A company that has already tapped into a similar line of thinking is Danish pharma giant Novo Nordisk. Speaking at this year’s eyeforpharma conference in Barcelona, Spain, the group said the message it was getting from patients was ‘we don’t want any more apps’. In response, it went on to develop another app, but one with a different approach, that integrates “behavioural science as the starting point to build something relevant to the patient, because it recognises the whole person and not just the disease they are suffering from.”

The app is designed to be a user-friendly, undemanding platform that uses a chat bot interface, reflecting a real-life conversation to enhance patient-centricity and adherence in what can be a complex environment. The interaction aims to deter patients with diabetes from giving up on their medication by surpassing the complexity of most apps, and providing support at the most basic level.

“If you look at the uptake of pharma sponsored apps, the adoption rate is really low. If we figure out how to make good, relevant and usable software, then I am sure people with diabetes would use it,” said Herluf Nis Thomsen, Novo’s global product lead on Ozempic.

“Pharma in general is new to this area, but we have ambitions, and now digital opportunities, and if we manage to bring the people living with diabetes into this equation as the starting point and all the way through then I am confident that this will drive better adherence.”

To put things into perspective, when the launch of the app was first initiated there were already 318,000 health apps and 50,000 diabetes related apps available to the public, all aimed at the same demographic and all preaching the same benefits as each other.

What now?

To understand the future of patient adherence it must be broken down into two parts – both the setting in which it will happen and the technology involved need to be addressed, explains Herluf.

“Diabetes medicine is definitely advancing into much more convenient and safer compounds – pushing the boundaries of medication frequency from daily to weekly treatments; safer drugs with less hypos, and with these advances comes a good starting point for better adherence on its own. But, recent years have also seen pharma moving into services around the products in areas that are not traditionally a core business, like behavioural science for example. We also see more and more tech companies moving into the healthcare, wellness and health services space; major players but also loads of start-ups, patient entrepreneurs, apps, etc.”

- [Questions]:
- 1) Decide whether each statement agrees with the passage on Novo Nordisk's diabetes app, answering yes or no and quoting the words of the passage that settle it: (a) Patients told Novo Nordisk they did not want more apps. (b) The app uses a chat bot interface. (c) When the app's launch was first initiated, 50,000 health apps were already available to the public.
- 2) Continue the passage on Novo Nordisk's diabetes app from its last sentence.
The rows play no part in this work.

- [Available data]:
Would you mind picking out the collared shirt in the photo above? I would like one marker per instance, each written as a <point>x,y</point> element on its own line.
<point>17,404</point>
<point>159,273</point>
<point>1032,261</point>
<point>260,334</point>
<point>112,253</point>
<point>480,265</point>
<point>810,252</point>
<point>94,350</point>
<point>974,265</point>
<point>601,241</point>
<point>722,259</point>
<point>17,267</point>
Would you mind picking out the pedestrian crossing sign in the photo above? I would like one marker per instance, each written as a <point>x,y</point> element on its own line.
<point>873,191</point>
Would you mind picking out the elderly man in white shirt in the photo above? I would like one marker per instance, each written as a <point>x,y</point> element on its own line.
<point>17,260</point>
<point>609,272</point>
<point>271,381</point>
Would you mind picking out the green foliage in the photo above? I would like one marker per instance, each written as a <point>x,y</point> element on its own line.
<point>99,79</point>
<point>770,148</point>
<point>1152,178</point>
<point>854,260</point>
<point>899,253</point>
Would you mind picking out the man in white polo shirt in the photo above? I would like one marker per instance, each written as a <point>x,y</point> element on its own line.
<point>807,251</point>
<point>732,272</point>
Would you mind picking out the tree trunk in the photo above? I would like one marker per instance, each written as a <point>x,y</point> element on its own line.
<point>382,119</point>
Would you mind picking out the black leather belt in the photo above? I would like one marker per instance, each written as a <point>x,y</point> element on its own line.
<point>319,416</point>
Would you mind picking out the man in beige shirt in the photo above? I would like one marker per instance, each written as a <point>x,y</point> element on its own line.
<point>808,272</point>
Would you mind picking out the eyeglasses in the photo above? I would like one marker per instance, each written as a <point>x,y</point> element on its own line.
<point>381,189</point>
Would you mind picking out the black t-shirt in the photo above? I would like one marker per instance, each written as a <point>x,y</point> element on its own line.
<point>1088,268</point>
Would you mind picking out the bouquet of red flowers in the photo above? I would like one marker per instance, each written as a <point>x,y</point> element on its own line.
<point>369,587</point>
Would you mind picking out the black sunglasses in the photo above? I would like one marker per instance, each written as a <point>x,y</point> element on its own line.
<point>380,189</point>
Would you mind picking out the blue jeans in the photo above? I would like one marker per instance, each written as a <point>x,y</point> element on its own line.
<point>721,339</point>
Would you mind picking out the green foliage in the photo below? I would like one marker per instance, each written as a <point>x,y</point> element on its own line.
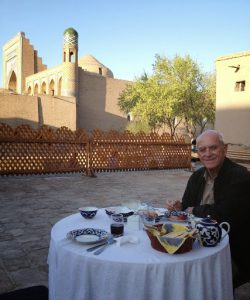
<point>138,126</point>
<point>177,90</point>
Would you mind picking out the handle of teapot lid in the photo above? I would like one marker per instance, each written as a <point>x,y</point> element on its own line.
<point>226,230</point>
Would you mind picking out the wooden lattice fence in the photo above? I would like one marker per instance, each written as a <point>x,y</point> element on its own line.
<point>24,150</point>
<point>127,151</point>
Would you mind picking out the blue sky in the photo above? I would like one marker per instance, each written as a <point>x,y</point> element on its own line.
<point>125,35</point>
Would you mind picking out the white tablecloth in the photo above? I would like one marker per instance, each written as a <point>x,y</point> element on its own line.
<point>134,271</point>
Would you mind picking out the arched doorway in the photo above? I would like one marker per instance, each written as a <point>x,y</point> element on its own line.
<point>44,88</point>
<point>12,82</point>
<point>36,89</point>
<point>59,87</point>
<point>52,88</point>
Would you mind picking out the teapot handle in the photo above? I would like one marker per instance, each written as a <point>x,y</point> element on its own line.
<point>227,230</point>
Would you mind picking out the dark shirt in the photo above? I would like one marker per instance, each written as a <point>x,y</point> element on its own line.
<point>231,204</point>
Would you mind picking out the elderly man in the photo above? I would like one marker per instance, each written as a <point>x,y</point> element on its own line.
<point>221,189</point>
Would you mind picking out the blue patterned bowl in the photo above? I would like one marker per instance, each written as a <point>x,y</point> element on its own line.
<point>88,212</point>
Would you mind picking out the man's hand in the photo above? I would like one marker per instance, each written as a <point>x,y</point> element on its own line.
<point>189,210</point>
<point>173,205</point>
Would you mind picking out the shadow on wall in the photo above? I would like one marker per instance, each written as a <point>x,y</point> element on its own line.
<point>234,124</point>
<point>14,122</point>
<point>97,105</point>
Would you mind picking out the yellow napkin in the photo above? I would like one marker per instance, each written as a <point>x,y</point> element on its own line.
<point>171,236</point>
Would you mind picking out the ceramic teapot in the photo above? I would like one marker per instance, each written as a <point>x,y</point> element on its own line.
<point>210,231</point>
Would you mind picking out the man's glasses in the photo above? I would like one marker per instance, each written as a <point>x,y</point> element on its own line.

...

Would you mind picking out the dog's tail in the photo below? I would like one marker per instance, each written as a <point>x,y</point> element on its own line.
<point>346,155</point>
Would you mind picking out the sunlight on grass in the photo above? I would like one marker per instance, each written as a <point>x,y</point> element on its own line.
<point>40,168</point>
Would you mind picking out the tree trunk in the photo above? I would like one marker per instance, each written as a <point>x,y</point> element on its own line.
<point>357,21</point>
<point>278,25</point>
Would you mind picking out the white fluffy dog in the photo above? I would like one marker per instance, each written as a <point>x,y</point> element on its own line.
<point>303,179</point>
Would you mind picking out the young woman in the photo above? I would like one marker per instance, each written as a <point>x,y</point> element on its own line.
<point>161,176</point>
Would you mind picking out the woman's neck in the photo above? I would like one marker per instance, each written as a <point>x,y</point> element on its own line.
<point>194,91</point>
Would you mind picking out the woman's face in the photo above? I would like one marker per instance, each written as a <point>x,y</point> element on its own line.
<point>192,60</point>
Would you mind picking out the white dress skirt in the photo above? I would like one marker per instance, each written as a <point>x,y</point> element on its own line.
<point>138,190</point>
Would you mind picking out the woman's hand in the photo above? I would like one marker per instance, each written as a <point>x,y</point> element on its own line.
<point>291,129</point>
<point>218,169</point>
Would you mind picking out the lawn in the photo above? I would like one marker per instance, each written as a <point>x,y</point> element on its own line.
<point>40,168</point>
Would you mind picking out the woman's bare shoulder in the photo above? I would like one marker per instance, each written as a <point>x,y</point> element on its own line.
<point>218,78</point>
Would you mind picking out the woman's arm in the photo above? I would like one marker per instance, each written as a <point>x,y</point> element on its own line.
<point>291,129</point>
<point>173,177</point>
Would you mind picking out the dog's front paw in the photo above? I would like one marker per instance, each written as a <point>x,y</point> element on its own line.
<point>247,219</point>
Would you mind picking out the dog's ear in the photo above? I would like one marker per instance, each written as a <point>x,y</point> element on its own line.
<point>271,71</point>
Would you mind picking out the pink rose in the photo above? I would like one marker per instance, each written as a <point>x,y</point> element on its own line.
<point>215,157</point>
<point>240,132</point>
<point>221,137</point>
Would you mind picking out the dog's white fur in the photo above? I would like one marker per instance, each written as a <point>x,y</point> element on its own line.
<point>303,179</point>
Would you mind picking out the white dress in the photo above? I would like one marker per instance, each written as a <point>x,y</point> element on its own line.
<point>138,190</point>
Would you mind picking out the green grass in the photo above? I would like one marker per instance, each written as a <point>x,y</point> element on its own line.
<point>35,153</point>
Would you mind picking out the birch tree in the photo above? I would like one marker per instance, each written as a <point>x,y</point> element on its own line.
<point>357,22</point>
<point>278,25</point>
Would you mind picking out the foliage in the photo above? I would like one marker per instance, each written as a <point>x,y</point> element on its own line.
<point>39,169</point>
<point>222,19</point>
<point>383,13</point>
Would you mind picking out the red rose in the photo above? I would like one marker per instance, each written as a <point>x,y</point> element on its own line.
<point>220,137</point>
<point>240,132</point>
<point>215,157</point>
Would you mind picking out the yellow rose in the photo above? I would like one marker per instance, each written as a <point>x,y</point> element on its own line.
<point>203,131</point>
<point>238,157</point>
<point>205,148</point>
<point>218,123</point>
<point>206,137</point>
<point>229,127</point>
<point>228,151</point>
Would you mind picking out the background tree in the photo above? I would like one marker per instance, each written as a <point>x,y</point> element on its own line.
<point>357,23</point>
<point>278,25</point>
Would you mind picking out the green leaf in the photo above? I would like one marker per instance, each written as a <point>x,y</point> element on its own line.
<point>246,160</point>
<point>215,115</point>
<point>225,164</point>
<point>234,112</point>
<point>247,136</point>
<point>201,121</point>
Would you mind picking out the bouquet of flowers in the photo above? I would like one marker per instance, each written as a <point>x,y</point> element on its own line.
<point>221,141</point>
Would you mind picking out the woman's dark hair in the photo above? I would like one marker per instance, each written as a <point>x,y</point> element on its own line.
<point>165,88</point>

--

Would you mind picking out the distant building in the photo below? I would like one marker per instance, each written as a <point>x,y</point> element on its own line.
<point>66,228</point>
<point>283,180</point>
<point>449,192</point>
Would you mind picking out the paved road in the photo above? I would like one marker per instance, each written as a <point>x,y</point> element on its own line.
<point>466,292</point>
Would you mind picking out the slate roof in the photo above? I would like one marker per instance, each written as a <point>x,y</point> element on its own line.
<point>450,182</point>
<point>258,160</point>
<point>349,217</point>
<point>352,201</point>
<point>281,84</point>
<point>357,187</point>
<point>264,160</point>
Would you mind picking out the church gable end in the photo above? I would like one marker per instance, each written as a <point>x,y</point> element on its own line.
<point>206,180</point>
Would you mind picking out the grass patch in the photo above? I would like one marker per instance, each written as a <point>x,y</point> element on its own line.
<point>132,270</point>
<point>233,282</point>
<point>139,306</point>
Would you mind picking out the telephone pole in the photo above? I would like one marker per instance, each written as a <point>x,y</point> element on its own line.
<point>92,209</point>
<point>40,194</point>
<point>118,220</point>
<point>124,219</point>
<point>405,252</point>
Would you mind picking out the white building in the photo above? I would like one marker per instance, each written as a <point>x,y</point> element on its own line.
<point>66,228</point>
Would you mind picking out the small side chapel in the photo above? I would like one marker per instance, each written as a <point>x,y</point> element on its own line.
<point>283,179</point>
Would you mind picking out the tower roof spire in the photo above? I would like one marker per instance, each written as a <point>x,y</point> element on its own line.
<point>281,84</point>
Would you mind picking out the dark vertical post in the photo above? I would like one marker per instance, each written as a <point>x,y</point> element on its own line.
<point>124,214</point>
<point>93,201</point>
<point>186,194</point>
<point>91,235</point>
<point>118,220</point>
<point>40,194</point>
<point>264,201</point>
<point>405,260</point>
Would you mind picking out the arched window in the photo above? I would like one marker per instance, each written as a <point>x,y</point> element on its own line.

- [Numbered responses]:
- 1)
(a) Yes: "the message it was getting from patients was ‘we don’t want any more apps’"
(b) Yes: "uses a chat bot interface"
(c) No: "there were already 318,000 health apps and 50,000 diabetes related apps available to the public"

- 2)
Herluf believes that going forward there will be more collaboration and partnership between traditional pharma companies and the new-to-health care tech groups “as health- related digital technologies are maturing, diabetes drugs become more commoditised, and patients are becoming more vocal on treatment options.”

There is uncertainty, however, that artificial intelligence (AI), blockchain or any other particular technology is going to revolutionise patient services or solve adherence. “We tend to focus more on the technological advances and capabilities rather than the habits we would like to see changed”, a path which has led the industry down a less personal approach to non-adherence, he said.

“Ultimately these changes are only going to happen if we have the right foundation of trust, empathy, convenience, and a better alternative to existing practices that are appealing to the individual. I do think tech will increasingly become an enabler to more and more advanced services that increase compliance and adherence. And, I think the successful technologies will be like the perfect waiter, you don’t see them, but they provide you with exactly what you need at the exact time you need it.”

If we, as a society, want to have more control over medicine adherence, we need to return to the root of the problem as opposed to focusing on advancing tech and foregoing patient interaction. Ultimately, there’s only so far an app will get you if the patient doesn’t feel supported and cared for.